__SELECTED PASSAGE__
────────────────────

In this interview Sasa Nijemcevic, Head of Nokia IP/Optical Network Automation, gives us an overview of one of the 3 foundational pillars for service providers to master the unexpected: automation and tools. Watch this short video to learn about the benefits of network automation and how Nokia can help you implement it throughout your organization.
- Learn more about mastering the unexpected through innovation: https://www.nokia.com/blog/mastering-the-unexpected-through-innovation/
- Learn more about the IP and optical networks that have kept our world going: https://www.nokia.com/networks/networks-keep-us-going/
- Listen to a service provider’s experience: https://www.nokia.com/networks/automation/measurable-benefits/#network-automation-makes-for-a-smooth-operator
Kevin Gray: Hi, my name is Kevin Gray, publisher at Fierce Telecom, and I'm here today with Sasa Nijemcevic, VP and GM of the Network Automation unit at Nokia. Okay, Sasa, let's go ahead and get it right into it. I'm going to start off with two related questions here. Automation is obviously top of mind for every operator right now, what is Nokia doing for them, and what exactly is your role in all this, Sasa?
Sasa Nijemcevic: Well, thanks for having me, Kevin. You're absolutely right, automation has become a high priority for pretty much every operator there out, right? The webscalers have taken the lead years ago, showing the world that networks can be deployed, operated, ran in a fully automated fashion. And service providers are definitely taking that lead and looking at the ways they can improve the way they operate their networks by investing in automation. As you can imagine, Nokia is leading the network infrastructure vendor, and we provide network infrastructures to pretty much every single network on the planet. And with those network infrastructures, we provide tools to manage, control, and automate those networks.
My team is primarily focusing on automation of IP, IP optical networks, with the fulls kind of gambit of capabilities around service fulfillment, assurance, optimization, automation, up to and including 5G and 5G slicing, right? And our customer base is pretty large, over 1,000 customers around the globe, ranging from the largest [inaudible 00:01:41] service providers, pretty much every single one of them, all the way down to the small verticals, transportation, energy, public sector customers. And all of them are investing in automation, automation in one way or another, albeit sometimes with different priorities and with different needs that they're trying to fulfill through automation.

────────────────────

__GIVEN INFORMATION__
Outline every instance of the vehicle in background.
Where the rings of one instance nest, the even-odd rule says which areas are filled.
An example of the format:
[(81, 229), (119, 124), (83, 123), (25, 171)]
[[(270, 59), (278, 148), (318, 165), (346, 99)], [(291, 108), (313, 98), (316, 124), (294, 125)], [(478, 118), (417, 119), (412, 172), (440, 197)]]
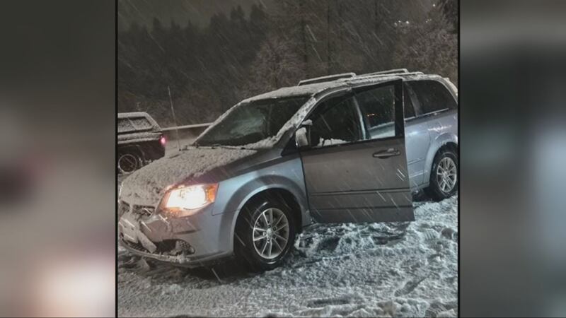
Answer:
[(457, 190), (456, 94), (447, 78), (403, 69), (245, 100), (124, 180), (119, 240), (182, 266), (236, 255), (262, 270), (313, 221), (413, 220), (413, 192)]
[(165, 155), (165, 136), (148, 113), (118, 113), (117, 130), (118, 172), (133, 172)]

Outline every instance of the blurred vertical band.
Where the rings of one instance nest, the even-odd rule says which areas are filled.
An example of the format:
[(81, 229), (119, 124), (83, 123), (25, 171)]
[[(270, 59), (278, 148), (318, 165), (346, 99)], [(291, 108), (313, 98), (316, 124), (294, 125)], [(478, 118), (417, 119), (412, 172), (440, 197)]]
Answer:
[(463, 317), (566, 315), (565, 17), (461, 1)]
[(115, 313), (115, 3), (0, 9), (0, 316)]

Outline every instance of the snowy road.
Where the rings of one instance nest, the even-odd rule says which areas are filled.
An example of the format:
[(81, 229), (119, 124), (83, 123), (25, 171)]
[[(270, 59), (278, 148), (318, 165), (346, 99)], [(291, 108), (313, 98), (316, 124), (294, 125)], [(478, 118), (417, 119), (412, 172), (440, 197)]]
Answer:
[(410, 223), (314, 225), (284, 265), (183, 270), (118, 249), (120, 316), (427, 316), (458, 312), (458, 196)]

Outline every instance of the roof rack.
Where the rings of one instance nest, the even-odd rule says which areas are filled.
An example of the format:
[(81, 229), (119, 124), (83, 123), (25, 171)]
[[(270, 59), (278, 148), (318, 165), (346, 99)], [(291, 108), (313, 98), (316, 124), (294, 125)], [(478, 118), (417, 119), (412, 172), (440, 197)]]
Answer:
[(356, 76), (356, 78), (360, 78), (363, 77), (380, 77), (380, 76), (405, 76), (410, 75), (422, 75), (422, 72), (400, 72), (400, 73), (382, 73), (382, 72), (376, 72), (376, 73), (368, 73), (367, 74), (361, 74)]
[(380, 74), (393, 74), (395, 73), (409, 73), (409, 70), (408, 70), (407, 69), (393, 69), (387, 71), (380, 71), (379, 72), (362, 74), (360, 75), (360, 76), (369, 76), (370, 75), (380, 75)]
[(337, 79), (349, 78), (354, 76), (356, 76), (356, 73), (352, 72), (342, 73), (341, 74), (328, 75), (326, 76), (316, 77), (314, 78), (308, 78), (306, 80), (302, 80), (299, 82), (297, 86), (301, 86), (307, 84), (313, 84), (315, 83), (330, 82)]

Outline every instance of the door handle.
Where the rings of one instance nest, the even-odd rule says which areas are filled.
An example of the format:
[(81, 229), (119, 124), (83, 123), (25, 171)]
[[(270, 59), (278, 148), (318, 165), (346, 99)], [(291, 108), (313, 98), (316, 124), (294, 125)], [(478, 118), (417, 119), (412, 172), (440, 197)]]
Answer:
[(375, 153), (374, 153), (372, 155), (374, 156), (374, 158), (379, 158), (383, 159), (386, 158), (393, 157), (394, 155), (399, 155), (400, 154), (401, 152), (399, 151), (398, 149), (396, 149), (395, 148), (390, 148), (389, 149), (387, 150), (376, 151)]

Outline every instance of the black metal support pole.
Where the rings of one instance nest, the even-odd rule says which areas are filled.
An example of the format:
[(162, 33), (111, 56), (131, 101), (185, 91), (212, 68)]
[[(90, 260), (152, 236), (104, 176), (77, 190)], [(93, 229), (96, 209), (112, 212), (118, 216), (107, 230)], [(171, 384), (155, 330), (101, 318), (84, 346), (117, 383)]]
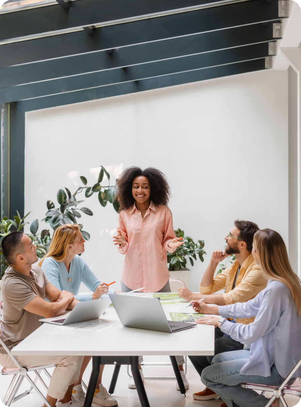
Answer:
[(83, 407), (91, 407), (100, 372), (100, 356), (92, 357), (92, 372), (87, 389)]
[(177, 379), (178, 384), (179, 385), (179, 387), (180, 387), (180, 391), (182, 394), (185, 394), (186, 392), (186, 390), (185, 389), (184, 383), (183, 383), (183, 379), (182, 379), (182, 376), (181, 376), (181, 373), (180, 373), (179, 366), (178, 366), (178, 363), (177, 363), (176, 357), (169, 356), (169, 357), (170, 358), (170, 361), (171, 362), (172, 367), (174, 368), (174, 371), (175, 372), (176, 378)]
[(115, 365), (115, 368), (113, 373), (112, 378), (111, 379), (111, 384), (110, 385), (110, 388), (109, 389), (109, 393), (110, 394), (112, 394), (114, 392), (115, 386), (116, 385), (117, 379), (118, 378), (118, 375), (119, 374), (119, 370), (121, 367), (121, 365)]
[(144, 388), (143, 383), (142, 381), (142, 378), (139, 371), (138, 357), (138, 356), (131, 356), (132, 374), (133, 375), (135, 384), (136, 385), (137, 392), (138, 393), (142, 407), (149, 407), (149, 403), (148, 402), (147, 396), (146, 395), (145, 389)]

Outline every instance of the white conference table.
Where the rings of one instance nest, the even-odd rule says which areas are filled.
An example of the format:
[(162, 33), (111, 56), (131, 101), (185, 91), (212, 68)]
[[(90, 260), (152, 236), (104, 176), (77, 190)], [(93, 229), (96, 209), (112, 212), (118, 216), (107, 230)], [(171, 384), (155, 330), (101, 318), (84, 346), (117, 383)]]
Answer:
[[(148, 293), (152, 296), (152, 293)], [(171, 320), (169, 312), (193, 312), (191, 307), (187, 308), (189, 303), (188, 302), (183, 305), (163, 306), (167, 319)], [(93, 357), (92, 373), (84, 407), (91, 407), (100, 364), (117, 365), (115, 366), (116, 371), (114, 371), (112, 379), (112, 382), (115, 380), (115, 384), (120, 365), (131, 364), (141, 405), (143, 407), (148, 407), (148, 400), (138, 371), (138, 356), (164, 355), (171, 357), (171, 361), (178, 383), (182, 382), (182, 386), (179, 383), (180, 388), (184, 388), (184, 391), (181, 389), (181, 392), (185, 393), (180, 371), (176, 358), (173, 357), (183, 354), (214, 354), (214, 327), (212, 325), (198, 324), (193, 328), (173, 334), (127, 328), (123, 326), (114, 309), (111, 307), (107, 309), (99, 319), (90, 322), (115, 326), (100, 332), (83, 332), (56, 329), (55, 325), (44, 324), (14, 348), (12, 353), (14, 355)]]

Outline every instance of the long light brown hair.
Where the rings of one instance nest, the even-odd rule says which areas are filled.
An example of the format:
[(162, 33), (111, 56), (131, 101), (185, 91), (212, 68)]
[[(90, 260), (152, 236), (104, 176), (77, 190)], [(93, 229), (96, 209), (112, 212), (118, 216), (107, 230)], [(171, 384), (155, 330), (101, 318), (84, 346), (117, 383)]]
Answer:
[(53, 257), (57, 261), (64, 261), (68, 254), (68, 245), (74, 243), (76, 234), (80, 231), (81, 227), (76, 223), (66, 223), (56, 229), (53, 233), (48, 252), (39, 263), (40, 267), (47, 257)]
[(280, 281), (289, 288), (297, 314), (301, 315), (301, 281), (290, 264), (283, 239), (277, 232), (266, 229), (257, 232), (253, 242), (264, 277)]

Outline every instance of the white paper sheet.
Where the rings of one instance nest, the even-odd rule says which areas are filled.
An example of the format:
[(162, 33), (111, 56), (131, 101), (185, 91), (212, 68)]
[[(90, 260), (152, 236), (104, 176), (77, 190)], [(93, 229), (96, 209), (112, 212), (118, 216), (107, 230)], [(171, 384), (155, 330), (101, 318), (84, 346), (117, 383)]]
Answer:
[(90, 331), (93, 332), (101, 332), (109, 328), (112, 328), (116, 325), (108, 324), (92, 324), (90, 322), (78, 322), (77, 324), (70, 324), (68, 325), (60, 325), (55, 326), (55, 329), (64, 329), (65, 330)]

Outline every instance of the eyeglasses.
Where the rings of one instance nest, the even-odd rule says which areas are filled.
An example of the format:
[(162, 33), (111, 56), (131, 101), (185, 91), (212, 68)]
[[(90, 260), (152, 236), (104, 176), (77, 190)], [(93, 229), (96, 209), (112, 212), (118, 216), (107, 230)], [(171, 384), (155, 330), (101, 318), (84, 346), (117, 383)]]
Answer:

────────────────────

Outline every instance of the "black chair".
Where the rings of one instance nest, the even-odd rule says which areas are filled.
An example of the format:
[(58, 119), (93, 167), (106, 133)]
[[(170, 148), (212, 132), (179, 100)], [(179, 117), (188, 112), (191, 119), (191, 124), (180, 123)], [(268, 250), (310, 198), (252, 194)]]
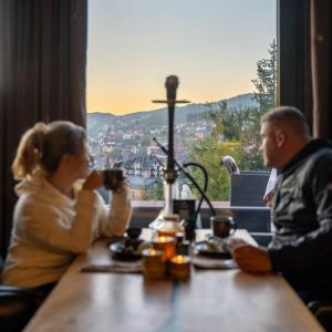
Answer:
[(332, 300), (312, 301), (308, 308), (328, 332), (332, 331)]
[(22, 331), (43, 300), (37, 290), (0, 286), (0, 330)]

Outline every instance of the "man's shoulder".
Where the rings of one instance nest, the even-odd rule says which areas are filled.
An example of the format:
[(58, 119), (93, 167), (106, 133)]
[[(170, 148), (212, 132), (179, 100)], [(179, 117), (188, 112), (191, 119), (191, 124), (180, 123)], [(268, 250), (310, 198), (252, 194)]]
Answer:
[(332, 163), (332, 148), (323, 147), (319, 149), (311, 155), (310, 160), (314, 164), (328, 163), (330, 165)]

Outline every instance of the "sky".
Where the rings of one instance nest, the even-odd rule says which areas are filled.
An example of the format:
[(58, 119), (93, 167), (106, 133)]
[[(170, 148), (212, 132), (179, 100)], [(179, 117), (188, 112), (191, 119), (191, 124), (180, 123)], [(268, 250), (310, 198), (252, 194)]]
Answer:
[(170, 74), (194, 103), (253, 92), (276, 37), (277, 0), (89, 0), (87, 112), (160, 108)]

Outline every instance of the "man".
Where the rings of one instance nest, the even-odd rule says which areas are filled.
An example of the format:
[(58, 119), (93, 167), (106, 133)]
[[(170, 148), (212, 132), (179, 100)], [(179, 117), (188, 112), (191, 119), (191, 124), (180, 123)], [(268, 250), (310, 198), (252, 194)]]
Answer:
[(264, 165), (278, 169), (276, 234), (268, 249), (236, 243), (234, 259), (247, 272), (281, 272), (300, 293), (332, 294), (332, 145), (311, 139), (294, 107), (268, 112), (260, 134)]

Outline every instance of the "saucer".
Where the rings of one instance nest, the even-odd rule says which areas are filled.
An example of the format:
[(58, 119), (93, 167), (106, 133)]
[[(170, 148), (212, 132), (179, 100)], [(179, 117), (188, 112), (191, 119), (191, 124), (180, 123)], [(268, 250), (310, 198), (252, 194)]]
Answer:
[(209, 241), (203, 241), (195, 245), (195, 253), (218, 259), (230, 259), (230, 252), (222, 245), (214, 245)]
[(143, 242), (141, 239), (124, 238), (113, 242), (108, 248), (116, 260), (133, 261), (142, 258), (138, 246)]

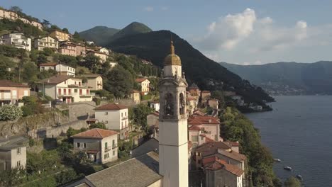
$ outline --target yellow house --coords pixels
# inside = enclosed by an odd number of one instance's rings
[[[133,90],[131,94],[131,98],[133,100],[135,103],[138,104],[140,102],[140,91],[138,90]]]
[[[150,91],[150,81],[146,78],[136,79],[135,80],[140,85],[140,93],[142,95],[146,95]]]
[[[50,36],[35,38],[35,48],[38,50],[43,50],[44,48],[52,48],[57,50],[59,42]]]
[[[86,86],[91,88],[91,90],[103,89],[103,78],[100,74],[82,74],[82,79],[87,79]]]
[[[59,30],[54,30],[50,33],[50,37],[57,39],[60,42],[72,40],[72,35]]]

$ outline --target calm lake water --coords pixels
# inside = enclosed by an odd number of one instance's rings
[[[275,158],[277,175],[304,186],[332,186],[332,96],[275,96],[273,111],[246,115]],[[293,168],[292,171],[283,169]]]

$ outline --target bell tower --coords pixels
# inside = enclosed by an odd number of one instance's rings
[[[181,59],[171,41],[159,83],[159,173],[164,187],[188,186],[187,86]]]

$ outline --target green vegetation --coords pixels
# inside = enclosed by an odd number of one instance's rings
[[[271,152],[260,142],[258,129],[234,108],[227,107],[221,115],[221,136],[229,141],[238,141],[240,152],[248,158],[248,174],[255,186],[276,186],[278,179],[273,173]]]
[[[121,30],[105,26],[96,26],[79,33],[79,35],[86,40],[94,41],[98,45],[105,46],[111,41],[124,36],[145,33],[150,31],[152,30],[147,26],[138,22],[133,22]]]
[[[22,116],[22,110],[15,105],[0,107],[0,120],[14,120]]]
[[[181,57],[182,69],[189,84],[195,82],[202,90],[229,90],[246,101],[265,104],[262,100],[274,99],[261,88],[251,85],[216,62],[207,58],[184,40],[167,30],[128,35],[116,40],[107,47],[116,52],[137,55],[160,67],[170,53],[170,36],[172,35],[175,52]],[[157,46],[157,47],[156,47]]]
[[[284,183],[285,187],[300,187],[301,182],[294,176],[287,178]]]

────────────────────

__EXERCISE REQUIREMENTS__
1) Summarize the interview on Nokia network automation in two sentences.
2) Answer these questions about the interview on Nokia network automation.
(a) What is Kevin Gray's role, and at which publication?
(b) According to Nijemcevic, who took the lead years ago in showing that networks can be run in a fully automated fashion?
(c) How many customers are in the customer base of Nijemcevic's team?
3) Return everything in the interview on Nokia network automation from "- Learn more about mastering" down to "all this, Sasa?".

__SOLUTIONS BELOW__
1) Kevin Gray, publisher at Fierce Telecom, interviews Sasa Nijemcevic of Nokia, who says that automation has become a high priority for nearly every operator and that webscalers led the way by showing networks can be run in a fully automated fashion. Nokia supplies network infrastructure along with tools to manage, control, and automate it, and Nijemcevic's team focuses on automating IP and IP optical networks for over 1,000 customers, from the largest service providers down to small verticals.

2)
(a) He is the publisher at Fierce Telecom.
(b) The webscalers.
(c) Over 1,000 customers around the globe.

3)
- Learn more about mastering the unexpected through innovation: https://www.nokia.com/blog/mastering-the-unexpected-through-innovation/
- Learn more about the IP and optical networks that have kept our world going: https://www.nokia.com/networks/networks-keep-us-going/
- Listen to a service provider’s experience: https://www.nokia.com/networks/automation/measurable-benefits/#network-automation-makes-for-a-smooth-operator
Kevin Gray: Hi, my name is Kevin Gray, publisher at Fierce Telecom, and I'm here today with Sasa Nijemcevic, VP and GM of the Network Automation unit at Nokia. Okay, Sasa, let's go ahead and get it right into it. I'm going to start off with two related questions here. Automation is obviously top of mind for every operator right now, what is Nokia doing for them, and what exactly is your role in all this, Sasa?